Mehdi Zana: Müzakereyi kurşun da vurur dil de

 

Diyarbakır eski Belediye Başkanlarından Mehdi Zana ile Stockholm’de bu pazartesi ikinci söyleşimi yaptım. Kendisiyle yaklaşık bundan beş yıl önce de gündeme ilişkin ilk söyleşimi yapmıştım. (http://cetinceko.blogspot.se/2008/12/mehdi-zana-ile-soylesi.html.) O dönem ortada içi doldurulamayan ne bir “Kürt Açılımı” ne de BDP vardı. Aralık 2009’da devlet Demokratik Toplum Partisi’ni (DTP) kapattı ve birçok Kürt siyasetçiye siyaset yasağı getirdi. Kapatılan DTP kadroları BDP’yi kurdular.  Ardından AK Parti 2009’da “Kürt açılımını” başlattı.

Açılıma iki coğrafik yer isimi damgasını vurdu. Biri kuzeyin soğuk başkentlerinden “Oslo” diğeri Kürdistan’ın sıcak gümrük kapısı “Habur”. Açılım Habur’dan öteye geçemedi. Binlerce Kürt sivil siyasetçi “açılımın gereği” olsa cezaevlerine kapatıldı. Şimdi hükümet yeni bir süreç başlattığını söylüyor, Kürtler ise görüşmek için her zaman hazırız diyorlar.
 
Sayın Zana, Başbakan Erdoğan ısrarla “Kürt sorunu yok, Kürt vatandaşlarımızın sorunları var” vurgusu yapıyor. Sorunun adını yok sayarak problemi çözebilir misiniz?
 
“Kürt sorunu” vardır ayrıca bunun yanında “Kürdistan sorunu” da vardır.
 
“Kürt sorunu” ile “Kürdistan sorunu” arasındaki farkı koyar mısınız?

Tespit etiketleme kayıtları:
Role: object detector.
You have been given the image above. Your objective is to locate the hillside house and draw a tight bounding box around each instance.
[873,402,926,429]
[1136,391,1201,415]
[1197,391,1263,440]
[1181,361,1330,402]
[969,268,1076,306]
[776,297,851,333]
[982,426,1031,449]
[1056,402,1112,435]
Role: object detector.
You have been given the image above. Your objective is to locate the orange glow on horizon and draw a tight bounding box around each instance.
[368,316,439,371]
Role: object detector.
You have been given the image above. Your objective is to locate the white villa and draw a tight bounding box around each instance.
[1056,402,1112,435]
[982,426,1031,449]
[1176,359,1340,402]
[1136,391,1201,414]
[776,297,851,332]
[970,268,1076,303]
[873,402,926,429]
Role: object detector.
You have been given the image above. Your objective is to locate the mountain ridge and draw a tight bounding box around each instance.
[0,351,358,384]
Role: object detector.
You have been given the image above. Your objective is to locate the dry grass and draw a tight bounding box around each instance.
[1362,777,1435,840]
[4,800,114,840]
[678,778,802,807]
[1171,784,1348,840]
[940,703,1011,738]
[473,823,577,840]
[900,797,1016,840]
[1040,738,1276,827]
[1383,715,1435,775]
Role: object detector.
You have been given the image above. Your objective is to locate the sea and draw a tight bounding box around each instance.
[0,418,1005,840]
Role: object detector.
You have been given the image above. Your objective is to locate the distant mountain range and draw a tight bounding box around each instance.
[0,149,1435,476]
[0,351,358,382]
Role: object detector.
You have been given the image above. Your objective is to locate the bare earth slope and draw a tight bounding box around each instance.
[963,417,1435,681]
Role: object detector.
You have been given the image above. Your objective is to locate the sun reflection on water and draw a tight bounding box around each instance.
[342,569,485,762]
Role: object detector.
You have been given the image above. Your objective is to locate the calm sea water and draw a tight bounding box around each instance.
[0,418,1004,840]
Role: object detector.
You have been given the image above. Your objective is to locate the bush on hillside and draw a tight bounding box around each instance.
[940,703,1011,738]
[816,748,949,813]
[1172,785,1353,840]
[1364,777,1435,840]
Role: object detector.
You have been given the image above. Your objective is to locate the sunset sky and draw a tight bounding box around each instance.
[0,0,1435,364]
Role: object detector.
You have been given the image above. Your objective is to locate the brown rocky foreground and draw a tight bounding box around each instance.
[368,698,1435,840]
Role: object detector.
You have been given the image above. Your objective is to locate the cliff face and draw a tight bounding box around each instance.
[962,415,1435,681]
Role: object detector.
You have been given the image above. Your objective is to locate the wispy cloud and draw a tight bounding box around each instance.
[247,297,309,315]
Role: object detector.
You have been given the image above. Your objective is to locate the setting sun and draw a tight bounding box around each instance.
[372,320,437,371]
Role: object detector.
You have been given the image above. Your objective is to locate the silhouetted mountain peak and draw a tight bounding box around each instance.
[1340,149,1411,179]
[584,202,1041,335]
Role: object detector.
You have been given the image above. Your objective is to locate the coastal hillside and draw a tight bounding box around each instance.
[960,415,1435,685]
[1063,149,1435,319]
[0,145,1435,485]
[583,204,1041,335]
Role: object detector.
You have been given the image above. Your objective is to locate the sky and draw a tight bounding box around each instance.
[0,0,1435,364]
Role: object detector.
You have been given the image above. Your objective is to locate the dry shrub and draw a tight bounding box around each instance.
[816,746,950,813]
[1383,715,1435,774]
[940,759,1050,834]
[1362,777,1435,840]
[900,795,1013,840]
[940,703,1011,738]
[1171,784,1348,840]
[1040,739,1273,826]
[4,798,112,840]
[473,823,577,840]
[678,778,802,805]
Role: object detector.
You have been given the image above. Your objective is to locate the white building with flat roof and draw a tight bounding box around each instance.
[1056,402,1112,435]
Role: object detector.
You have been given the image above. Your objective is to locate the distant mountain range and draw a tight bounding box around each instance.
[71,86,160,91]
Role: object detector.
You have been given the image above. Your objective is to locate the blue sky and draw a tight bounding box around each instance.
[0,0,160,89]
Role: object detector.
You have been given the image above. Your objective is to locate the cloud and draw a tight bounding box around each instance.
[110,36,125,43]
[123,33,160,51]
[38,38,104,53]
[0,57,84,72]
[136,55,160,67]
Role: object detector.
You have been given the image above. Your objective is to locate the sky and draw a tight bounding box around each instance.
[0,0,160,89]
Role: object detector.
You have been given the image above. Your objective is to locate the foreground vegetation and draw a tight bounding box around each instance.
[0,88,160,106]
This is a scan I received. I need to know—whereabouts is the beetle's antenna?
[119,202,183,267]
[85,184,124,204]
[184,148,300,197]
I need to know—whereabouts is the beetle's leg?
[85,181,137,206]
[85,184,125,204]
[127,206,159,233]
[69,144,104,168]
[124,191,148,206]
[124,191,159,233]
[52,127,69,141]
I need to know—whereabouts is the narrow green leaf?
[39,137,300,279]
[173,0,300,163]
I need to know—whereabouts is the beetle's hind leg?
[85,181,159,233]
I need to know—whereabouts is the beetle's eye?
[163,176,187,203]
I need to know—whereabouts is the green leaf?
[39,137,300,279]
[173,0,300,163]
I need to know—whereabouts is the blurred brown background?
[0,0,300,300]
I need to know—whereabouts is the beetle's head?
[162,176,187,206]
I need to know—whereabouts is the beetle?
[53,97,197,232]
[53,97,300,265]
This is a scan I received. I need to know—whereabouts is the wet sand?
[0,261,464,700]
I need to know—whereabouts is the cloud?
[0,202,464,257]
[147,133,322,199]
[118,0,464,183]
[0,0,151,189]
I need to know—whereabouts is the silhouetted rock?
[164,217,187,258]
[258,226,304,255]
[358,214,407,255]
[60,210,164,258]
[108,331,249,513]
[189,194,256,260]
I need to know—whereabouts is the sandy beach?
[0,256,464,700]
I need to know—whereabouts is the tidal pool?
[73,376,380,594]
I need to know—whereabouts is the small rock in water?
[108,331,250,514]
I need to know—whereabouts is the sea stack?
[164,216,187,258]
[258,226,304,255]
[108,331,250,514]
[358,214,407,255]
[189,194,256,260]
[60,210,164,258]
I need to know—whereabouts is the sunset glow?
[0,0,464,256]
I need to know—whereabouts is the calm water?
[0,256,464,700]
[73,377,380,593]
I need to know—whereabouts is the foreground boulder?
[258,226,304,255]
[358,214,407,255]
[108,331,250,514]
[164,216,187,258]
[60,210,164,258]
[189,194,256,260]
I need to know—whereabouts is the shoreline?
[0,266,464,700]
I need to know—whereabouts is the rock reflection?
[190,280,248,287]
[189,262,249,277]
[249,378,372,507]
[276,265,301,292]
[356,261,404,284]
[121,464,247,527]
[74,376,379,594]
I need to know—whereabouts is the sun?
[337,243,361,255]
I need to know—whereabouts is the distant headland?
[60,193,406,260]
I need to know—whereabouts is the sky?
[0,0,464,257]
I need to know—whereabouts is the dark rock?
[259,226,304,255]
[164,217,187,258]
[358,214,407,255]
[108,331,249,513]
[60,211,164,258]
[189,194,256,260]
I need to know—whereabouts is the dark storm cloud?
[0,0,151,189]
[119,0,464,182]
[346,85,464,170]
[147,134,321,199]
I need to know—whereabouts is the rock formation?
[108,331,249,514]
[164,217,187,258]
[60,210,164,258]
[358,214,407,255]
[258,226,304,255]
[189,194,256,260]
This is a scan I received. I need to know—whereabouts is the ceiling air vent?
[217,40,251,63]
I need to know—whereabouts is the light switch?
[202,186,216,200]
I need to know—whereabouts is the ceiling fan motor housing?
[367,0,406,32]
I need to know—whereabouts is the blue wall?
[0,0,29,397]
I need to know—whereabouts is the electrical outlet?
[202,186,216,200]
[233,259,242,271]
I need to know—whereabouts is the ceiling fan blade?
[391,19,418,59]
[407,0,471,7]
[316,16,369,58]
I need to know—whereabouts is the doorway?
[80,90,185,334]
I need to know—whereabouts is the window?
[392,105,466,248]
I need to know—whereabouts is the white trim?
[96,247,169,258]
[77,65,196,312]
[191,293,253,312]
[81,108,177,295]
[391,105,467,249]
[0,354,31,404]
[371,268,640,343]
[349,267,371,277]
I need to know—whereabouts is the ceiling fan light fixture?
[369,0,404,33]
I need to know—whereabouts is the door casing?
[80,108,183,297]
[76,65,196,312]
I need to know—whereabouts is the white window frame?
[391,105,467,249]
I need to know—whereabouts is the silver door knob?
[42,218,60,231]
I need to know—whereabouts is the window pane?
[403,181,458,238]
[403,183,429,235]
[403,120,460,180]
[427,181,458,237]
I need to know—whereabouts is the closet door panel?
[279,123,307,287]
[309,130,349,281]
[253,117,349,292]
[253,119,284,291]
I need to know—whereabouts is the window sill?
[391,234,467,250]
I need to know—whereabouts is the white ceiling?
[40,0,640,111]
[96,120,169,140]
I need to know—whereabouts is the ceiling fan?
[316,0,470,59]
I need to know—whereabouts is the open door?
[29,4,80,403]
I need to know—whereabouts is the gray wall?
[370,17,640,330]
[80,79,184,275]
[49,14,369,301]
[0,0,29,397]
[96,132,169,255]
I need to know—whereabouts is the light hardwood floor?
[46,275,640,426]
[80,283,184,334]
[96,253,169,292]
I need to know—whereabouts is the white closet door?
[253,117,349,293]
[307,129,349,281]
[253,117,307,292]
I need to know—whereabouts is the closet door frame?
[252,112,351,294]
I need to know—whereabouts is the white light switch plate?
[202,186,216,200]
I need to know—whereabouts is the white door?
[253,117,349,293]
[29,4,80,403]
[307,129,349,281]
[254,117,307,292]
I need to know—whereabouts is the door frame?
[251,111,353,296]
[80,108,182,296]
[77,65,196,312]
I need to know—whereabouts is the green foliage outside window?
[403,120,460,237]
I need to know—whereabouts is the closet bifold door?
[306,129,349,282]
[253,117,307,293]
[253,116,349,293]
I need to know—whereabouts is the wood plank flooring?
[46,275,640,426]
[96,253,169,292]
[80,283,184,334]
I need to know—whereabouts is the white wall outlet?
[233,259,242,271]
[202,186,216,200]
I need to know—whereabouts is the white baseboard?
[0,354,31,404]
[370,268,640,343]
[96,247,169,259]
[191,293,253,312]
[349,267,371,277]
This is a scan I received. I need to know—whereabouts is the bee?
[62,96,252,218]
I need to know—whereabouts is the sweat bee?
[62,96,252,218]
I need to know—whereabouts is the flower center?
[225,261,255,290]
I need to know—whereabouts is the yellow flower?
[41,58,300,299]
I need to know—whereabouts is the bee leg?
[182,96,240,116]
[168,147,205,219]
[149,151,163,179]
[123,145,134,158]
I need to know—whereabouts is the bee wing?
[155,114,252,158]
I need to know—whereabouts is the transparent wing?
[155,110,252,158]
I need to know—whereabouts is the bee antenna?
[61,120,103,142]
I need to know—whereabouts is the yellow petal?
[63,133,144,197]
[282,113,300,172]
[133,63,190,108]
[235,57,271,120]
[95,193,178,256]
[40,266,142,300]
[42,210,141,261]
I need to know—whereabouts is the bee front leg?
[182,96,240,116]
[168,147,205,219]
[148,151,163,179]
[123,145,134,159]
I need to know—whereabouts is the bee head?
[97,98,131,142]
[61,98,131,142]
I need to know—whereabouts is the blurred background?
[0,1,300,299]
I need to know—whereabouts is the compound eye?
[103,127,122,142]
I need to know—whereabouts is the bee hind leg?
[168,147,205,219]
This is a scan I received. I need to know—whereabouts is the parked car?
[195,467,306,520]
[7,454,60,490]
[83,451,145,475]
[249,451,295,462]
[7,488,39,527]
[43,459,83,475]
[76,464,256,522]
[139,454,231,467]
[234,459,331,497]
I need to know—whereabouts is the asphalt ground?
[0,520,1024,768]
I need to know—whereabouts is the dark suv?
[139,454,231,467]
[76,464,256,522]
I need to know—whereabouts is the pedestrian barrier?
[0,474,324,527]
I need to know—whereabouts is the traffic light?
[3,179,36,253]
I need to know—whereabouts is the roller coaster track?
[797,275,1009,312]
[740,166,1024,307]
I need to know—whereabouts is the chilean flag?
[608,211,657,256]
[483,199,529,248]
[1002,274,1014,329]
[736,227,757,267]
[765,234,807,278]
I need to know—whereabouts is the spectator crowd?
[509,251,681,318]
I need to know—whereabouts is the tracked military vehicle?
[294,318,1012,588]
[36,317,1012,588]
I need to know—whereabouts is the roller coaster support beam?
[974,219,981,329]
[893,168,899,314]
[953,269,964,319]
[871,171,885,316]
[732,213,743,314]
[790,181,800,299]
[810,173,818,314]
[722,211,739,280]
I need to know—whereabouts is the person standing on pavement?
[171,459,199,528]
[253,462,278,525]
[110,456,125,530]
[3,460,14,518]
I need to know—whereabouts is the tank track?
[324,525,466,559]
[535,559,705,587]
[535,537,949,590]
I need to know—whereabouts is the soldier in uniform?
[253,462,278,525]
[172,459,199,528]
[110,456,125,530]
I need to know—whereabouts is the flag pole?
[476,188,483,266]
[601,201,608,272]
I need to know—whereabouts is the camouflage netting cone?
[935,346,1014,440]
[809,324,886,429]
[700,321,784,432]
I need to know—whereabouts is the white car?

• _Yapılacak görevler_:
a) Mehdi Zana söyleşisini baştan sona hiçbir değişiklik yapmadan yeniden yazın.
b) Kayıtlarda "I need to know—whereabouts is the silver" ifadesini içeren satırdan "[253,119,284,291]" ifadesini içeren satıra kadar, iki uç da dahil, istekleriyle birlikte bütün satırları yeniden verin ve yanıtlardaki sınırlayıcı kutu koordinatlarını 0,5 ile ölçekleyip tam sayıya yuvarlayın (buçuklar yukarı yuvarlansın). Yalnızca bu satırları yazın.

• _Sonuçlar_:
a)
Mehdi Zana: Müzakereyi kurşun da vurur dil de

 

Diyarbakır eski Belediye Başkanlarından Mehdi Zana ile Stockholm’de bu pazartesi ikinci söyleşimi yaptım. Kendisiyle yaklaşık bundan beş yıl önce de gündeme ilişkin ilk söyleşimi yapmıştım. (http://cetinceko.blogspot.se/2008/12/mehdi-zana-ile-soylesi.html.) O dönem ortada içi doldurulamayan ne bir “Kürt Açılımı” ne de BDP vardı. Aralık 2009’da devlet Demokratik Toplum Partisi’ni (DTP) kapattı ve birçok Kürt siyasetçiye siyaset yasağı getirdi. Kapatılan DTP kadroları BDP’yi kurdular.  Ardından AK Parti 2009’da “Kürt açılımını” başlattı.

Açılıma iki coğrafik yer isimi damgasını vurdu. Biri kuzeyin soğuk başkentlerinden “Oslo” diğeri Kürdistan’ın sıcak gümrük kapısı “Habur”. Açılım Habur’dan öteye geçemedi. Binlerce Kürt sivil siyasetçi “açılımın gereği” olsa cezaevlerine kapatıldı. Şimdi hükümet yeni bir süreç başlattığını söylüyor, Kürtler ise görüşmek için her zaman hazırız diyorlar.
 
Sayın Zana, Başbakan Erdoğan ısrarla “Kürt sorunu yok, Kürt vatandaşlarımızın sorunları var” vurgusu yapıyor. Sorunun adını yok sayarak problemi çözebilir misiniz?
 
“Kürt sorunu” vardır ayrıca bunun yanında “Kürdistan sorunu” da vardır.
 
“Kürt sorunu” ile “Kürdistan sorunu” arasındaki farkı koyar mısınız?

b)
I need to know—whereabouts is the silver door knob?
[21,109,30,116]
I need to know—whereabouts is the window pane?
[202,91,229,119]
[202,92,215,118]
[202,60,230,90]
[214,91,229,119]
I need to know—whereabouts is the closet door panel?
[140,62,154,144]
[155,65,175,141]
[127,59,175,146]
[127,60,142,146]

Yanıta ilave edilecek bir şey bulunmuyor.